• THE EXERCISE: Return every entry exactly as written.
********************
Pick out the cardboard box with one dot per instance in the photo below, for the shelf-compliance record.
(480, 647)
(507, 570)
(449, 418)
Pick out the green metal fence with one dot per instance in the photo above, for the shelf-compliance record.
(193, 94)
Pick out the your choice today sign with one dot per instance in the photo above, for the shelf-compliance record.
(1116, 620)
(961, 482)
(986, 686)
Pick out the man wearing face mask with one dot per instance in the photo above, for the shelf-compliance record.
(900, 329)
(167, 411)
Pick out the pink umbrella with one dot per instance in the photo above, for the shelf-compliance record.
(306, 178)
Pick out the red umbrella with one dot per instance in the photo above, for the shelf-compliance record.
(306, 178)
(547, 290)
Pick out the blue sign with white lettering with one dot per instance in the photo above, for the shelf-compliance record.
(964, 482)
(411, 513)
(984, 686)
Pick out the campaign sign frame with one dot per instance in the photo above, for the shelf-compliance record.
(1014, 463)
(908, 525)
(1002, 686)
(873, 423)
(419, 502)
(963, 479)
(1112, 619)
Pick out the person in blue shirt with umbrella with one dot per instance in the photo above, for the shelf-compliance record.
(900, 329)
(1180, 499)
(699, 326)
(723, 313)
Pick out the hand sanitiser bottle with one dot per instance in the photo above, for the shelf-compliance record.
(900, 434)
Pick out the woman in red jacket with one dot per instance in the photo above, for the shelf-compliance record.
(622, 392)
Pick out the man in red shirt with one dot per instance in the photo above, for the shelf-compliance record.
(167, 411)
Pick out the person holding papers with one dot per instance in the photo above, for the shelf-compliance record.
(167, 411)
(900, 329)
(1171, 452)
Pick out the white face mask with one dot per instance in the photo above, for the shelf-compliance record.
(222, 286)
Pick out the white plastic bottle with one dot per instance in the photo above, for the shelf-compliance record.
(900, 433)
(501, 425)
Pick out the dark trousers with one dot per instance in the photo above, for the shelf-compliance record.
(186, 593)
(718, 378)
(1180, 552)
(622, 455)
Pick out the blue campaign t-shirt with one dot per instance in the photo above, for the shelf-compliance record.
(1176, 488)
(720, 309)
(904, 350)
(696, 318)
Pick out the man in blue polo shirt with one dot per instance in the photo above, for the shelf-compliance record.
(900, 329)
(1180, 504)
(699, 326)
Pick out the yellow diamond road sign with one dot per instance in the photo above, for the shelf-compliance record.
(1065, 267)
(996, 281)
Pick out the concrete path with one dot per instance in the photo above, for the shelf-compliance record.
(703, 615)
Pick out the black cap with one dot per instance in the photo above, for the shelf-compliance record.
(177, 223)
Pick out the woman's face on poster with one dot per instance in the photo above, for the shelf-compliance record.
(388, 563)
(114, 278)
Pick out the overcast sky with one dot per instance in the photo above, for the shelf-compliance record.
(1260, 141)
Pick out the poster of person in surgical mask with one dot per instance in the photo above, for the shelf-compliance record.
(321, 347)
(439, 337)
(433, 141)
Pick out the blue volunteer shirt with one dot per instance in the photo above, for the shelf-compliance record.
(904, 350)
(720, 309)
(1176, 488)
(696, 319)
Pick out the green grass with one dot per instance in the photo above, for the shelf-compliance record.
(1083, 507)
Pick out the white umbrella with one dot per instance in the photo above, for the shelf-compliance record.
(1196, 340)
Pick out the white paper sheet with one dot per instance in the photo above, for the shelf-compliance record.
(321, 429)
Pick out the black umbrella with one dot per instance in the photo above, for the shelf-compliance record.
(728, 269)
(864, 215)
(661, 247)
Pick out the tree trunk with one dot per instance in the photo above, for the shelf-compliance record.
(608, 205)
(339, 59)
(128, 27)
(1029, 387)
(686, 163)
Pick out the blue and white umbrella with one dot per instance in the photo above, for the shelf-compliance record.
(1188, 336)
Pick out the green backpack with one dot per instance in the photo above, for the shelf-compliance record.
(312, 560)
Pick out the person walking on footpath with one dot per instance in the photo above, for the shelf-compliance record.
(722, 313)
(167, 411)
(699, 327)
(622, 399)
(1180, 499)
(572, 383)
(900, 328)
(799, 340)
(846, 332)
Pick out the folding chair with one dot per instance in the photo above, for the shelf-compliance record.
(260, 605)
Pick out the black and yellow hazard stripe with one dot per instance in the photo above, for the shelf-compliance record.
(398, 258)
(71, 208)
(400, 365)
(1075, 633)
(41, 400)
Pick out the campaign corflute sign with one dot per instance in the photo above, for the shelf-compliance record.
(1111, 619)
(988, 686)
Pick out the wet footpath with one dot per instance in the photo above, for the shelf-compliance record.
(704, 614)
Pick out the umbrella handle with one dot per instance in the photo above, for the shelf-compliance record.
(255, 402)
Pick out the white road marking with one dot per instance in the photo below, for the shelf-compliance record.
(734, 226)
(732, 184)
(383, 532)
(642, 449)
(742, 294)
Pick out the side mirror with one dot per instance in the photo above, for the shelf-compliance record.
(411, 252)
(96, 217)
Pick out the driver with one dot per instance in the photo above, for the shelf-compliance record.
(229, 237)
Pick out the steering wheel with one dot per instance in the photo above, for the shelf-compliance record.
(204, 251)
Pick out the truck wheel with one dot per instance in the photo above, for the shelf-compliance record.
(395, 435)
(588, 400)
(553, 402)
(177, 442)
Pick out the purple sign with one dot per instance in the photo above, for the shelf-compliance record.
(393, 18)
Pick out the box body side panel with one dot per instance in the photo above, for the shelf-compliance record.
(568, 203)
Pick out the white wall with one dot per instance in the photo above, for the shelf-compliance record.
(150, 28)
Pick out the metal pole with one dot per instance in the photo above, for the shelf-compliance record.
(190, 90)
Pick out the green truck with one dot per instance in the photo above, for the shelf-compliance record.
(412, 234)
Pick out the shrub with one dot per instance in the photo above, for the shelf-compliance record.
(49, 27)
********************
• ANSWER TO THIS EXERCISE:
Pick out the cardboard box with one dot per instance in the photo below, for the shelf-compliance record.
(480, 647)
(507, 570)
(449, 418)
Pick out the green metal fence with one dot per instance in the photo above, for the shelf-compliance record.
(193, 94)
Pick out the your choice today sign with one dot per instance in the photo above, for the shelf-compliance record.
(1116, 620)
(961, 482)
(986, 686)
Pick out the man wearing face mask with one dot per instance in the photo above, for the shelf-compliance record.
(900, 329)
(167, 411)
Pick out the pink umbrella with one dot per instance in the photo above, for the shelf-compliance record.
(306, 178)
Pick out the red umbrella with one dot per instance in the photo above, for the shelf-compliance record.
(306, 178)
(547, 290)
Pick out the blue sign with white lettering with one dot per instance in the photo above, for the shelf-compliance record.
(964, 482)
(411, 513)
(984, 686)
Pick out the campaign sign frame with one dot per instance in the photo above, for the shelf-compliance record.
(1014, 463)
(908, 525)
(1002, 686)
(873, 423)
(419, 502)
(963, 479)
(1112, 619)
Pick out the person in blue shirt with umbrella with one dot per instance in the photo above, for the shelf-compliance record.
(900, 329)
(1180, 499)
(699, 326)
(723, 313)
Pick out the hand sanitiser bottle with one dot per instance in the photo above, for the shelf-compliance record.
(900, 434)
Pick out the woman in red jacket with one dot per instance in the photo above, for the shelf-compliance record.
(622, 392)
Pick out the man in red shirt with one dot per instance in the photo above, for the shelf-compliance record.
(167, 411)
Pick out the person holding papers with one dot per instance in the photo above, for the shelf-compliance record.
(167, 411)
(900, 329)
(1171, 452)
Pick out the white face mask with one dot per instance in the photo above, for the shelf-compliance record.
(222, 286)
Pick out the white plastic bottle with one dot per instance in the photo above, for the shelf-compliance record.
(900, 433)
(501, 425)
Pick out the dark trousers with one dot per instance in the photo above, for the shelf-compliance record.
(186, 593)
(718, 378)
(1180, 552)
(622, 455)
Pick out the blue campaign t-shirt with one dot per instance in the photo above, for the shelf-compliance record.
(1176, 488)
(720, 309)
(904, 350)
(696, 318)
Pick out the man in blue polo shirt with one dot per instance in the photo above, for the shelf-compliance record.
(900, 329)
(1180, 504)
(699, 326)
Pick out the yellow diamond road sign with one dot per instance in the photo above, for the shelf-compliance record.
(1065, 267)
(996, 281)
Pick out the concrete path with one dot per instance in the photo above, for the shelf-compliance record.
(703, 615)
Pick out the black cap with one dot per instance in the photo above, for the shelf-compliance record.
(177, 223)
Pick out the woman's face on poster with one dot per instance in the photo above, for the shelf-compliance record.
(388, 563)
(114, 278)
Pick out the overcast sky with one dot per instance in the photo above, for the shelf-compliance record.
(1260, 141)
Pick out the poster of person in surgical mask with one dot per instance in the photo above, for the shelf-compliance record.
(321, 347)
(439, 337)
(433, 141)
Pick out the blue volunteer shirt with one dot per instance in the photo above, for the shelf-compliance record.
(904, 350)
(720, 309)
(1176, 488)
(696, 319)
Pick out the green grass with one dot per instance in the photo above, for the shelf-compliance record.
(1083, 507)
Pick out the white umbrella with one dot per instance in the photo above, for the shelf-compliance record.
(1196, 340)
Pick out the white paper sheet with one dot per instance in the photo above, for the shelf-compliance record.
(321, 429)
Pick out the black umbrella with one dot per instance in the photo above, for the shelf-compliance record.
(728, 269)
(864, 215)
(661, 247)
Pick out the tree trunk with one dot per instance in the photo above, for the shelf-compliance record.
(608, 205)
(339, 59)
(128, 27)
(1029, 387)
(686, 163)
Pick out the blue and white umbrella with one dot per instance in the photo above, for the shelf-compliance record.
(1188, 336)
Pick out the green backpack with one dot per instance in the photo above, for the shelf-compliance record.
(312, 560)
Pick out the person walking on footpath with one dot per instance in the photo above, for the shelf-compliance record.
(722, 313)
(167, 411)
(699, 327)
(622, 399)
(1180, 499)
(572, 383)
(900, 328)
(799, 340)
(846, 332)
Pick out the folding chair with one dot per instance in the photo above, for the shelf-compliance record.
(260, 605)
Pick out the black and yellow hazard stripe with one dot per instance in the photo above, for the shelf-compliance record.
(398, 258)
(71, 208)
(400, 365)
(1075, 633)
(41, 400)
Pick out the campaign corflute sign with one dot per instance in the photo above, for the shelf-compliance record.
(1111, 619)
(988, 686)
Pick out the wet footpath with one dot per instance in the photo above, for the shelf-compliance record.
(704, 614)
Pick out the umbrella handle with one dot per instance in the photo above, for the shelf-compliance record.
(255, 402)
Pick out the white road marking with one dot per instance in the photo below, for the shelf-compliance record.
(734, 226)
(732, 184)
(383, 532)
(642, 449)
(742, 294)
Pick out the side mirror with one dot per instance in the photo above, for the shelf-compliance record.
(411, 252)
(96, 217)
Pick out the driver with one dot per instance in the photo above, for the shelf-compliance record.
(229, 237)
Pick out the steering wheel with one dot per instance in the photo above, for the shelf-compliance record.
(204, 251)
Pick out the truck wheel with one dot per instance in the photo above, for the shelf-compliance record.
(395, 435)
(588, 400)
(553, 402)
(177, 442)
Pick out the purple sign with one dot per instance in the photo above, for the shelf-compliance record.
(393, 18)
Pick out the box body side panel with one dot per instance in the photo above, for the shelf-compliance record.
(568, 203)
Pick out the white wall with one dot per instance in the photo above, for the shelf-compliance record.
(150, 28)
Pick out the metal pole with one dot per instance in the photo above, for the shelf-compliance record.
(190, 90)
Pick out the green truck with one dot per instance in the photo above, for the shelf-compliance record.
(412, 234)
Pick out the shrub with one dot per instance in the photo above, for the shelf-compliance record.
(49, 27)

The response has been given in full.